▶ TUJUAN LATIHAN: Menurut teks yang diekstrak, berapa jumlah penduduk miskin di perdesaan pada tahun 2004?

▶ TEKS YANG DIEKSTRAK:
_ _ _ _ _
Semoga makalah ini dapat memberi
manfaat dan informasi kepada mahasiswa. Akhir kata kami mohon maaf apabila
dalam makalah ini terdapat kekeliruan.
Kendari,
7 Oktober 2016
Kelompok
II
BAB I
PENDAHULUAN
A.
Latar Belakang
Data penduduk Indonesia pada tahun 2005
menunjukkan proporsi penduduk yang bertempat tinggal di perdesaan jika
dibandingkan di perkotaan tidak lagi berbeda jauh, yakni 113,7 juta jiwa di
perdesaan dan 106,2 juta jiwa di perkotaan (BPS, 2005). Namun, perbandingan
tingkat kesejahteraan masyarakat dan tingkat pembangunan wilayah di antara
keduanya menunjukkan kawasan perdesaan masih relatif tertinggal jika
dibandingkan dengan perkotaan. Jumlah penduduk miskin di perdesaan pada tahun
2004 mencapai 24,6 juta jiwa, jauh lebih tinggi daripada di perkotaan, yaitu
11,5 juta jiwa. Sementara itu, jangkauan pelayanan infrastruktur di perdesaan
masih jauh dari memadai. Misalnya, baru sekitar 6,4 persen rumah tangga
perdesaan yang telah dilayani oleh infrastruktur perpipaan air minum, sedangkan
di perkotaan mencapai 32 persen; sementara itu, untuk pelayanan telekomunikasi,
dari total 62.806 desa di Indonesia, sebanyak 43.000 desa masih belum memiliki
fasilitas telekomunikasi.
_ _ _ _ _
▶ MATERI YANG DISEDIAKAN:
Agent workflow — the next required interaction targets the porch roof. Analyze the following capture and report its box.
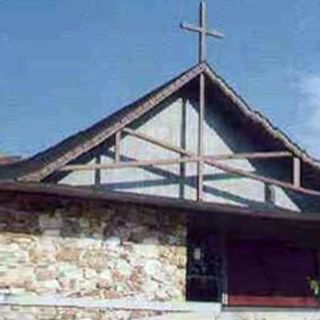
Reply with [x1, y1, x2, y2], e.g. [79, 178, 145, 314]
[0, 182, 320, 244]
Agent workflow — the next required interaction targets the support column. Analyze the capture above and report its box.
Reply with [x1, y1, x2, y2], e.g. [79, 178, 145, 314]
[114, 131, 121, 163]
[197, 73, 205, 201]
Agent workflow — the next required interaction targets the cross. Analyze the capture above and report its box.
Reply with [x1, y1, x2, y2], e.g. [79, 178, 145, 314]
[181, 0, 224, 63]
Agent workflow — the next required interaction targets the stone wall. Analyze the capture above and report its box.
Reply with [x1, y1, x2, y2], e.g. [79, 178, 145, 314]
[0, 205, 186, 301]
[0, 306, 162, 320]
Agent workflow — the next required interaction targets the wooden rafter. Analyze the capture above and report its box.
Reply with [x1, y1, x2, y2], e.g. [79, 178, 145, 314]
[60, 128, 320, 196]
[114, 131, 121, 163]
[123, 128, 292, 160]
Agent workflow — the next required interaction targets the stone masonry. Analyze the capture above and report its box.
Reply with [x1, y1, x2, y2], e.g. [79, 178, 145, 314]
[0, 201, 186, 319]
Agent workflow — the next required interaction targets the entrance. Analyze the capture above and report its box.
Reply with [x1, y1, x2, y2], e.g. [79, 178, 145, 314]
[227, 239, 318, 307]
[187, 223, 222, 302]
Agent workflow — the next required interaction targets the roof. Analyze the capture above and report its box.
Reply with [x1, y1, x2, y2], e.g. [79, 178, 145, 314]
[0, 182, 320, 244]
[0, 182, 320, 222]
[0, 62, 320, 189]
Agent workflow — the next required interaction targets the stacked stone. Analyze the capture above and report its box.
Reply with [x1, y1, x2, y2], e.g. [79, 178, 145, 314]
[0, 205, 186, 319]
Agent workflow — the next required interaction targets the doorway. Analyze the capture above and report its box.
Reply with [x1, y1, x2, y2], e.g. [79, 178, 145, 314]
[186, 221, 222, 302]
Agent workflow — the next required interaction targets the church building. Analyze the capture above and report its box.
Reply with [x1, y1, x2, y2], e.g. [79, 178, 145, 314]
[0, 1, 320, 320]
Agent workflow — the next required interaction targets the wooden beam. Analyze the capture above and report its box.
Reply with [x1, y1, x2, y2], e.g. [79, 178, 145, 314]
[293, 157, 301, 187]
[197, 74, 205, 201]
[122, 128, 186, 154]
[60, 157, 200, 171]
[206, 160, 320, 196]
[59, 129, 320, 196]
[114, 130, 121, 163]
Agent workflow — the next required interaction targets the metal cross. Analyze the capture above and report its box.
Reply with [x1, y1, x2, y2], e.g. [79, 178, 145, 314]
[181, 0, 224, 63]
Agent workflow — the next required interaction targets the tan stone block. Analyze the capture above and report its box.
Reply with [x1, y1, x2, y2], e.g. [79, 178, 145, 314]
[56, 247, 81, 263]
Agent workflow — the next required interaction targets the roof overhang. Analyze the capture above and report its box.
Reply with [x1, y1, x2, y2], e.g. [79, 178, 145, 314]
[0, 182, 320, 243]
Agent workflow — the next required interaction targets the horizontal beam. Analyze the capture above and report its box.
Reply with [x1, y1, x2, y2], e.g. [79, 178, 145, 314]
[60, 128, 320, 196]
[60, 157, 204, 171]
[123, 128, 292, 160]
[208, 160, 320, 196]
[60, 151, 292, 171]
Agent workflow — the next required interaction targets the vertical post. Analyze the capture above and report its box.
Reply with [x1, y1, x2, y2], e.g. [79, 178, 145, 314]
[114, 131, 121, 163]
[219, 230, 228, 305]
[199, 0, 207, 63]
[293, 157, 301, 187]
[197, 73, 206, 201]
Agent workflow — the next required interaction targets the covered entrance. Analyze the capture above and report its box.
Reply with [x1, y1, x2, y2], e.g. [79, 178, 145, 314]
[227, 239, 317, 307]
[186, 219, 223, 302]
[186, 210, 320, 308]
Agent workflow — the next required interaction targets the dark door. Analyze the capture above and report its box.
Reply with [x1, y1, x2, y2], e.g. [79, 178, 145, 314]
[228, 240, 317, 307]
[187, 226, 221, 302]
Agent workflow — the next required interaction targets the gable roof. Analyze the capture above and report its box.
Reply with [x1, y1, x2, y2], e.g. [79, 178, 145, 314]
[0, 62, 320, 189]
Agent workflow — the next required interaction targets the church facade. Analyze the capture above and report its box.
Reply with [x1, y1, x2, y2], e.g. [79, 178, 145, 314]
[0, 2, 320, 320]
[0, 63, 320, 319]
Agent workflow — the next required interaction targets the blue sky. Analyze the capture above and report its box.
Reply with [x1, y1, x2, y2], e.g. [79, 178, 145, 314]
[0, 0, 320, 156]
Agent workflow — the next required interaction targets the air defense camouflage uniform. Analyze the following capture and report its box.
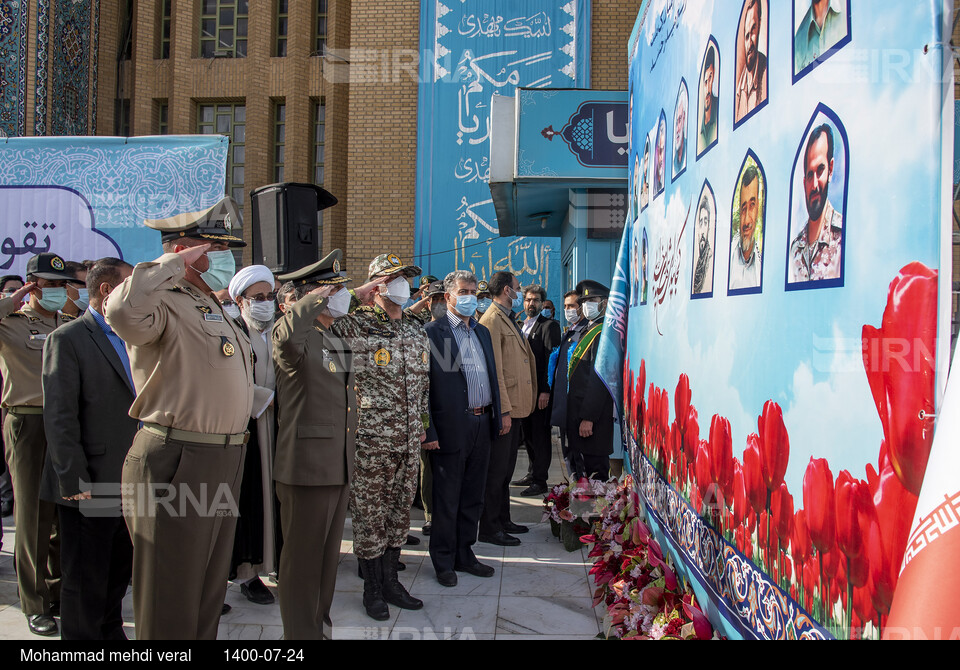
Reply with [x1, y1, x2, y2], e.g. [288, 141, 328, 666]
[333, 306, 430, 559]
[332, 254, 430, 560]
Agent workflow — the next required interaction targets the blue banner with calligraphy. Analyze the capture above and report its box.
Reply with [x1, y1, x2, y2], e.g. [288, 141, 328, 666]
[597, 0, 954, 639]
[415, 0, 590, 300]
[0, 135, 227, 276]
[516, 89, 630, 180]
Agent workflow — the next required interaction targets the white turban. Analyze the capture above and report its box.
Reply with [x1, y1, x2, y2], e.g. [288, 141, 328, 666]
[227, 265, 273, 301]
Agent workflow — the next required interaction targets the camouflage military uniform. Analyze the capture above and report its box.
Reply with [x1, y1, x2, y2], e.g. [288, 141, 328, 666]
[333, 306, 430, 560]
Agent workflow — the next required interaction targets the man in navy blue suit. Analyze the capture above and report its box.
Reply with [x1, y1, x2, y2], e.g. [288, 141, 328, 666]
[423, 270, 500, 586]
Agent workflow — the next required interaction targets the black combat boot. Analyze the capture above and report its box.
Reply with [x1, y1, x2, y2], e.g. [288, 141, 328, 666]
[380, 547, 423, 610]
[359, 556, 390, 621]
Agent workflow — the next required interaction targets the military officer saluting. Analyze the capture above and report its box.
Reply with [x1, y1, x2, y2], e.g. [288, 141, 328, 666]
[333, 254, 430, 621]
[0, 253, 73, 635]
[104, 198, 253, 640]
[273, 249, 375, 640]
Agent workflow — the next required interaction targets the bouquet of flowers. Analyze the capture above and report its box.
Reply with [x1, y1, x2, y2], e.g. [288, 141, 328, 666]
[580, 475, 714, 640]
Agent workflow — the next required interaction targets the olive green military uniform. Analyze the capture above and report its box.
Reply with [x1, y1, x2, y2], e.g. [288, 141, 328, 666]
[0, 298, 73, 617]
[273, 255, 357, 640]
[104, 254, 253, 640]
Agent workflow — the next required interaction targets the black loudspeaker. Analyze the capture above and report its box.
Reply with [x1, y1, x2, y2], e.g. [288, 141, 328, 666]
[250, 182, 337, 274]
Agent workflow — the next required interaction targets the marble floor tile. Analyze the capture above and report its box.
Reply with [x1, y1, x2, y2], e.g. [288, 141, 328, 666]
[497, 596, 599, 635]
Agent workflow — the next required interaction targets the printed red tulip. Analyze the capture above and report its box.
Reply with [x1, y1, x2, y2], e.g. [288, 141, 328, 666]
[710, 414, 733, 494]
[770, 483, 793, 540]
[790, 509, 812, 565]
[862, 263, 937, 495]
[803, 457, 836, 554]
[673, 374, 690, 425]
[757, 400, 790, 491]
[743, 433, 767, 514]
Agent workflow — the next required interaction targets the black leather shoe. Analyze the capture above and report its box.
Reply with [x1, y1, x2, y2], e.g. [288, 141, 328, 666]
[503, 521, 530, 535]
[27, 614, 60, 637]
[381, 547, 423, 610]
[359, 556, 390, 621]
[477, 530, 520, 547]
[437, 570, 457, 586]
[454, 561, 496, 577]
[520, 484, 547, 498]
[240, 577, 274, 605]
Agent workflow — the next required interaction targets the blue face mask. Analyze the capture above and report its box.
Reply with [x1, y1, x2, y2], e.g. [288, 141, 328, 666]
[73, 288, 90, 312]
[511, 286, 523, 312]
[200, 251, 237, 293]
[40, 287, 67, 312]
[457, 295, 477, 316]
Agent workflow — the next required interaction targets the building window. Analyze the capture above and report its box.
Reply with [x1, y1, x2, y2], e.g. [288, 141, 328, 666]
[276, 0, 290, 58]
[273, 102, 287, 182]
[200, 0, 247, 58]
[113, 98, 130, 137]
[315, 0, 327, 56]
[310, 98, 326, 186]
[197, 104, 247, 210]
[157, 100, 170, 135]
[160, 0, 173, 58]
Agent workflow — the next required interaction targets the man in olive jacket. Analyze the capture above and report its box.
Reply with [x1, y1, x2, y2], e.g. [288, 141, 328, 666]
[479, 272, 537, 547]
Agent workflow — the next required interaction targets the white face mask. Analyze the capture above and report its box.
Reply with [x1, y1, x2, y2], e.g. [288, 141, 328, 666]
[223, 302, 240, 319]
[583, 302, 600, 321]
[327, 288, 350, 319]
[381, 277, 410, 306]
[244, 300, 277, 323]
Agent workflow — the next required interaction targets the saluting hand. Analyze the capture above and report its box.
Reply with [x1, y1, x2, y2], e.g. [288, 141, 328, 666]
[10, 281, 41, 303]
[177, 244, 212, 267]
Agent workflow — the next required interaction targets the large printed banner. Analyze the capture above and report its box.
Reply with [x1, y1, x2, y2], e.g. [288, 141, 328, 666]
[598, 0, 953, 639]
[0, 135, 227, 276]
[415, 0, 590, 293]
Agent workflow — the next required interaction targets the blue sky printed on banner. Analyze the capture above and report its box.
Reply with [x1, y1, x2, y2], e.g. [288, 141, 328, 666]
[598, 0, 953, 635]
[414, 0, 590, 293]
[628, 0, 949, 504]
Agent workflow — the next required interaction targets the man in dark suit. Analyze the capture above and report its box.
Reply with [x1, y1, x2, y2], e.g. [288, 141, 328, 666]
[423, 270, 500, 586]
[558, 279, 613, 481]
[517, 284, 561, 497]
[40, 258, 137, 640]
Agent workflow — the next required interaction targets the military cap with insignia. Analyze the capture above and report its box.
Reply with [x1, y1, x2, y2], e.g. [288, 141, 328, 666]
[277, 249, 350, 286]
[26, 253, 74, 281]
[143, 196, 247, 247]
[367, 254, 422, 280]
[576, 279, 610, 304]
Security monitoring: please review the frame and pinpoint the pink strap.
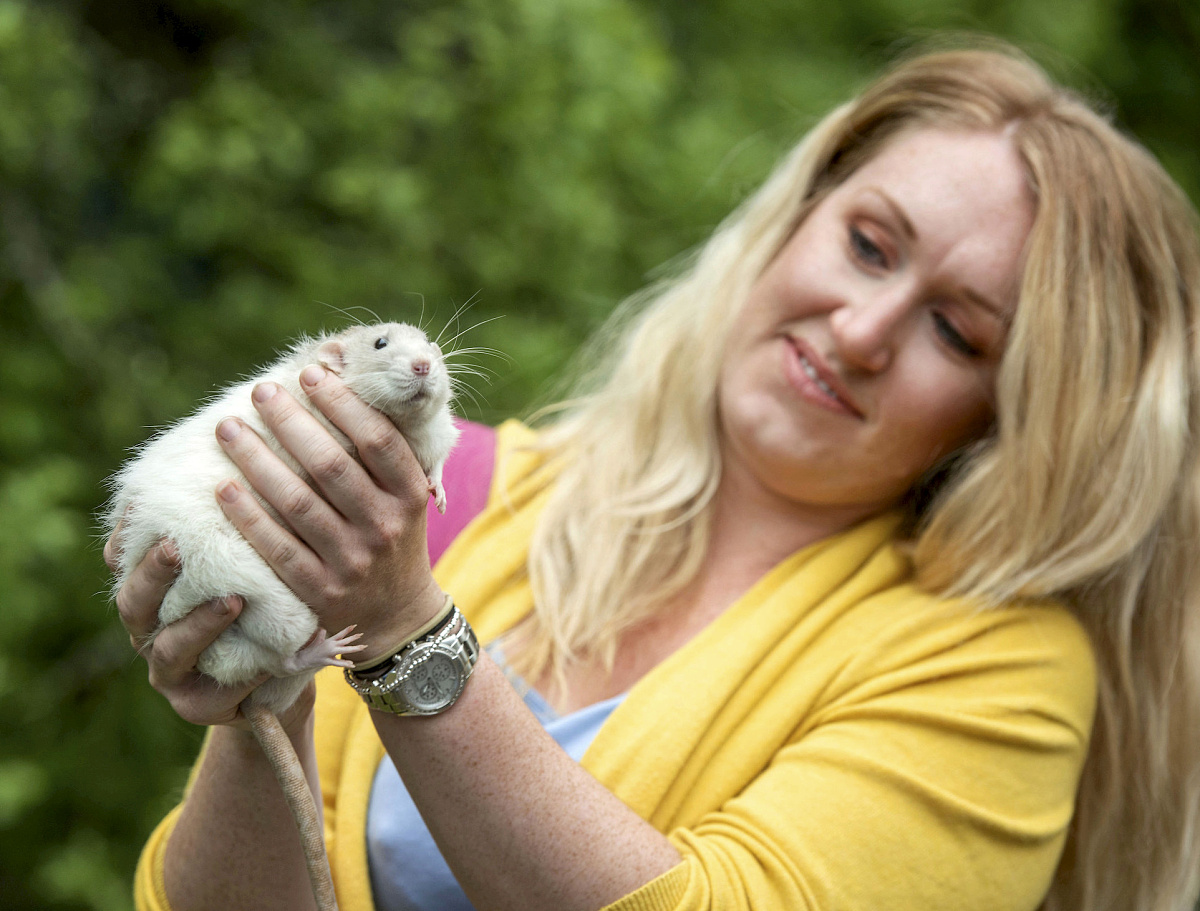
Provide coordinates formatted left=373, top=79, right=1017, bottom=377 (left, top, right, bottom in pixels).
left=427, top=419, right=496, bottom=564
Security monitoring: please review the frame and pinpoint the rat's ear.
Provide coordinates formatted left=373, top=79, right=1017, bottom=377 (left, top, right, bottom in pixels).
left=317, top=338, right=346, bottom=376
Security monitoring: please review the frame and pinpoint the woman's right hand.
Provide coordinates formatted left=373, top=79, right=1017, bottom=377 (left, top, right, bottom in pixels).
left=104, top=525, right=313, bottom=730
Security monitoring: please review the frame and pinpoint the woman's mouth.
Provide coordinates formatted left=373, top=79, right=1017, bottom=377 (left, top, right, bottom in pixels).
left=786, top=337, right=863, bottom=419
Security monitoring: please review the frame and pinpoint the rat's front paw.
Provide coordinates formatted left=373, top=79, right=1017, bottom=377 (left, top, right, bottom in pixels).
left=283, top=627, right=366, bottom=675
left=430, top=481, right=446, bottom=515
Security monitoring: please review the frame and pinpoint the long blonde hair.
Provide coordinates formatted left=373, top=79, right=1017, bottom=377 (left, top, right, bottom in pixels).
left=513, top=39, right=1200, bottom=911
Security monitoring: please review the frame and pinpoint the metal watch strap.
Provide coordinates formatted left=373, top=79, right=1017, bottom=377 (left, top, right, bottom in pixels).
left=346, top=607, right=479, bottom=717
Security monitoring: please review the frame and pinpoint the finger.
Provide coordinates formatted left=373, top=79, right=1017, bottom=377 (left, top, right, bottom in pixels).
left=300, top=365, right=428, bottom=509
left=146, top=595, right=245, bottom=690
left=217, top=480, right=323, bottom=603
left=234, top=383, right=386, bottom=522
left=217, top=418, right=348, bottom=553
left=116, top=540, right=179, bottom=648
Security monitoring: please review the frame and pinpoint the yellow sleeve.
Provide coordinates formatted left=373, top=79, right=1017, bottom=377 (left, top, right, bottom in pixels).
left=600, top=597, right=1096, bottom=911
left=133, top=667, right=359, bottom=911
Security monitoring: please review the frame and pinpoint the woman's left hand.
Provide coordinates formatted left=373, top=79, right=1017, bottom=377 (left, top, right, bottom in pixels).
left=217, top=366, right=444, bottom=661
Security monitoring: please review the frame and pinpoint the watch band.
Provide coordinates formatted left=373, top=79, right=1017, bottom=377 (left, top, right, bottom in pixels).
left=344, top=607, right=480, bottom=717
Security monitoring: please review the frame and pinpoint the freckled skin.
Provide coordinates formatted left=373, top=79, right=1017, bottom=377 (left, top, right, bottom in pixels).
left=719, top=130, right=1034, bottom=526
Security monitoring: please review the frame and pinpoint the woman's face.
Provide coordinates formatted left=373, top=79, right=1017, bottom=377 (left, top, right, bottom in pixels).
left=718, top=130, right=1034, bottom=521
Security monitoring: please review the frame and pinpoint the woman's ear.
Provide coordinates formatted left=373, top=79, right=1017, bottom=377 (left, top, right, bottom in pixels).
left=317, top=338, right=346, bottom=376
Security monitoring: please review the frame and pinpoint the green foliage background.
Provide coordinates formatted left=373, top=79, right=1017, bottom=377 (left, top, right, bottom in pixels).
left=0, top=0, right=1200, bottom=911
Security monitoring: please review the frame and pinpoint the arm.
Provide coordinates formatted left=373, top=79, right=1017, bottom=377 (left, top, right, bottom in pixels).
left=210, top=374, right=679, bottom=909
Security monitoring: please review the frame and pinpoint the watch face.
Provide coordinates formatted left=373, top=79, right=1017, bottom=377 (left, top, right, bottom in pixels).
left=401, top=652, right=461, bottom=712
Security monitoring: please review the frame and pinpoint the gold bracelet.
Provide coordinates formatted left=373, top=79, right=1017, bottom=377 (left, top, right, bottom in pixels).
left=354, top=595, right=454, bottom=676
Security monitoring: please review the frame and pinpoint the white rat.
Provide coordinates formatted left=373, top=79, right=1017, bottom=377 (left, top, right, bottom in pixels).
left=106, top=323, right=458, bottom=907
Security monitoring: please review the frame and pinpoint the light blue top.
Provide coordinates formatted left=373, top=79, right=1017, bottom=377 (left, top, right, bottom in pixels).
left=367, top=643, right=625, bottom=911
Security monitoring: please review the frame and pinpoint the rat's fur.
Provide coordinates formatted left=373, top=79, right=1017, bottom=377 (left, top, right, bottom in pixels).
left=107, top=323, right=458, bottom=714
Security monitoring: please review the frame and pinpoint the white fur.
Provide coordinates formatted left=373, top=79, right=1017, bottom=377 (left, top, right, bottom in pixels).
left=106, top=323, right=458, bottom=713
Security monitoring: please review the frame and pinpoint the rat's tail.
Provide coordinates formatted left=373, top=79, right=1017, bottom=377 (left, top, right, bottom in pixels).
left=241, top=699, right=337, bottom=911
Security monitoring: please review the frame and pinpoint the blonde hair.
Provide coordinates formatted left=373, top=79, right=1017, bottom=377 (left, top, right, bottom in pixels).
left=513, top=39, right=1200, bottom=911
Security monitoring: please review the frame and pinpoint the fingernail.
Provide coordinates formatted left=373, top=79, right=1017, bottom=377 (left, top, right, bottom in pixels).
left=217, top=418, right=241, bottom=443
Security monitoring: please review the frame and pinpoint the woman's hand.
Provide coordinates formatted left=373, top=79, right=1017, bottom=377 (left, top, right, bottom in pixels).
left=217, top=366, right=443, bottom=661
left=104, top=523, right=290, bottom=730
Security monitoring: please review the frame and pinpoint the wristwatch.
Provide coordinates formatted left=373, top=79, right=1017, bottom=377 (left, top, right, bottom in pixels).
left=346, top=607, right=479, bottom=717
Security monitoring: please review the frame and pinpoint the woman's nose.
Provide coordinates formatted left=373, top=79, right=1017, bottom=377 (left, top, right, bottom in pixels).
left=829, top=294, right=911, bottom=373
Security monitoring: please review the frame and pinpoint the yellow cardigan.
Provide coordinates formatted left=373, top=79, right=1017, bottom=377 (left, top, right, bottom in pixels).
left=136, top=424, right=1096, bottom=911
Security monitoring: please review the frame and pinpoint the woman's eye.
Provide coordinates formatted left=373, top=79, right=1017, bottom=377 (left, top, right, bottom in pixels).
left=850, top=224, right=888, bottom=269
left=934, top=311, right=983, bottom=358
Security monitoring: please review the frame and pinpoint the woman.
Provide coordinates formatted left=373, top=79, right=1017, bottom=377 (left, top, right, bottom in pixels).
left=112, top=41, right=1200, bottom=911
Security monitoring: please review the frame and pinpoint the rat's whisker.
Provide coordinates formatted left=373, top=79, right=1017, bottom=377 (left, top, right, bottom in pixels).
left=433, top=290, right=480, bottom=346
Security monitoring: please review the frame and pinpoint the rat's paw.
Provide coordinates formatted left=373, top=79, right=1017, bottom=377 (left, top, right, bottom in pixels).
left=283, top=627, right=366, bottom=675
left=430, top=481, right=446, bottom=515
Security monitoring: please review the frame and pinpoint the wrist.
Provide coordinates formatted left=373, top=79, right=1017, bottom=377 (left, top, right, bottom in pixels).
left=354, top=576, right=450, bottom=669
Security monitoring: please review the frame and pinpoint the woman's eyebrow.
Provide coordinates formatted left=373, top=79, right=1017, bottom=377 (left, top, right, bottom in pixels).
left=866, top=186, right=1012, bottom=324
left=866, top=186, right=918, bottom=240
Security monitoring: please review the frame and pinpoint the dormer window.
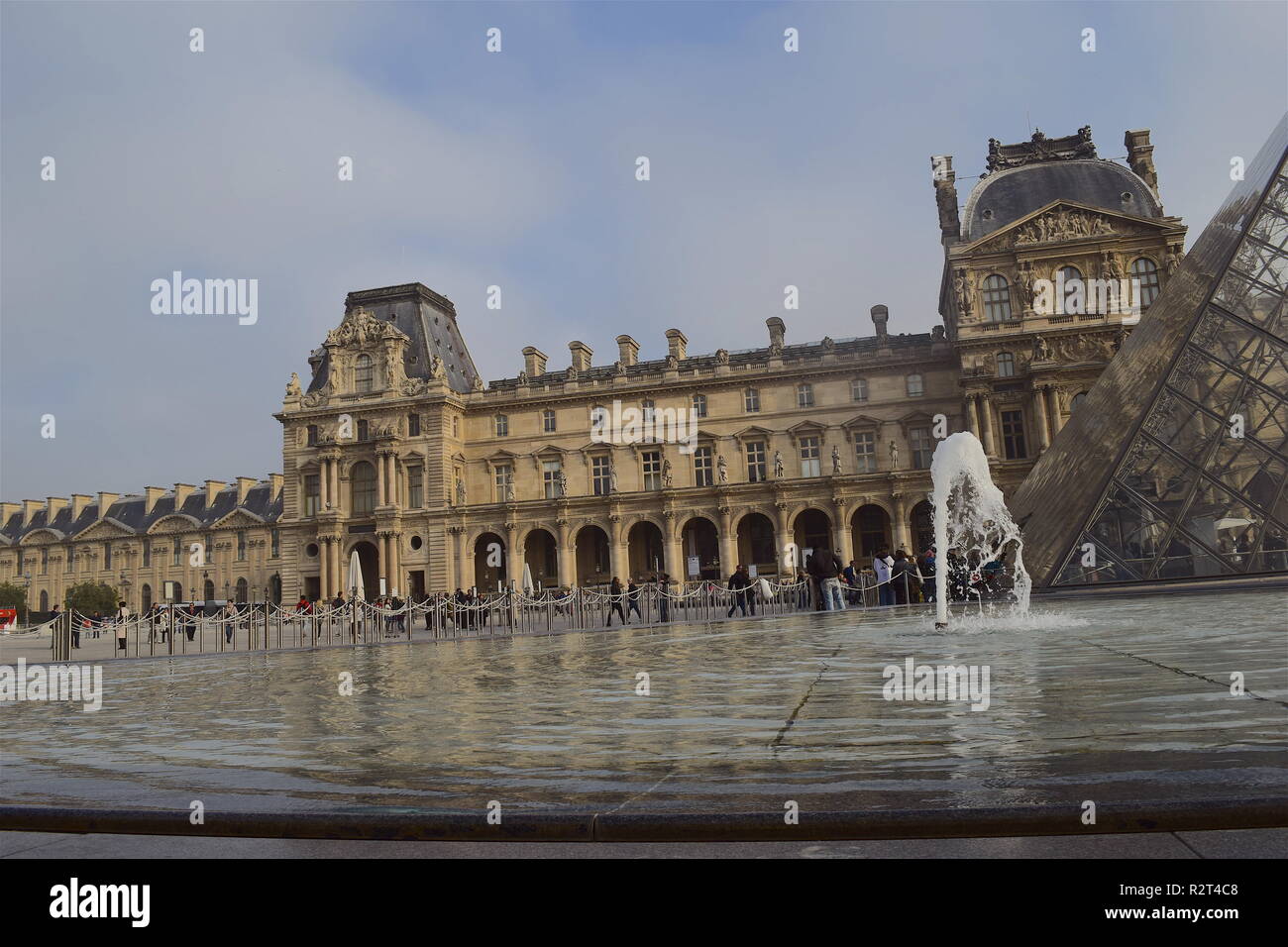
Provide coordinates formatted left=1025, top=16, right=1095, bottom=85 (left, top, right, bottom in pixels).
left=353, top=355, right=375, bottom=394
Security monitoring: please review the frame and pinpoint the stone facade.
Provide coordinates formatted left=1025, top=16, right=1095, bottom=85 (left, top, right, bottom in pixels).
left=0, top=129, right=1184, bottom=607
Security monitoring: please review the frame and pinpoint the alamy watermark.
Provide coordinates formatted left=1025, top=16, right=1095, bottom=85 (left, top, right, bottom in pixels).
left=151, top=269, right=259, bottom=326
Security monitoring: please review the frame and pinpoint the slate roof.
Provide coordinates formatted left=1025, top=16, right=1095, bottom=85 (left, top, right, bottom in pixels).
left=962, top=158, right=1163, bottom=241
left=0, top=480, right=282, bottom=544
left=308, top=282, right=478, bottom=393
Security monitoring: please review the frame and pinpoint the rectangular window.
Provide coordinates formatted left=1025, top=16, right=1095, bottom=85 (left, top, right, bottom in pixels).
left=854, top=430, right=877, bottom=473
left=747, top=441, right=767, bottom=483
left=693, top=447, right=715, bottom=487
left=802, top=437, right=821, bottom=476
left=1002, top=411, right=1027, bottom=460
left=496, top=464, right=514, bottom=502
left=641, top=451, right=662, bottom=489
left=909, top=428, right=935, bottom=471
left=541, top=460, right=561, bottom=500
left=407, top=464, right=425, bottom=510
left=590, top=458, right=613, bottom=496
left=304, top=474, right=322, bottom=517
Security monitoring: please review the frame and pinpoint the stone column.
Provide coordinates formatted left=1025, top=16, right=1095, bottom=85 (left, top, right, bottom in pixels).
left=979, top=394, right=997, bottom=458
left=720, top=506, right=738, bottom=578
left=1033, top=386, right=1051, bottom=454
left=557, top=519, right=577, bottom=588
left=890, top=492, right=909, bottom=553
_ _ _ _ _
▶ KELUARAN LENGKAP: 24,6 juta jiwa.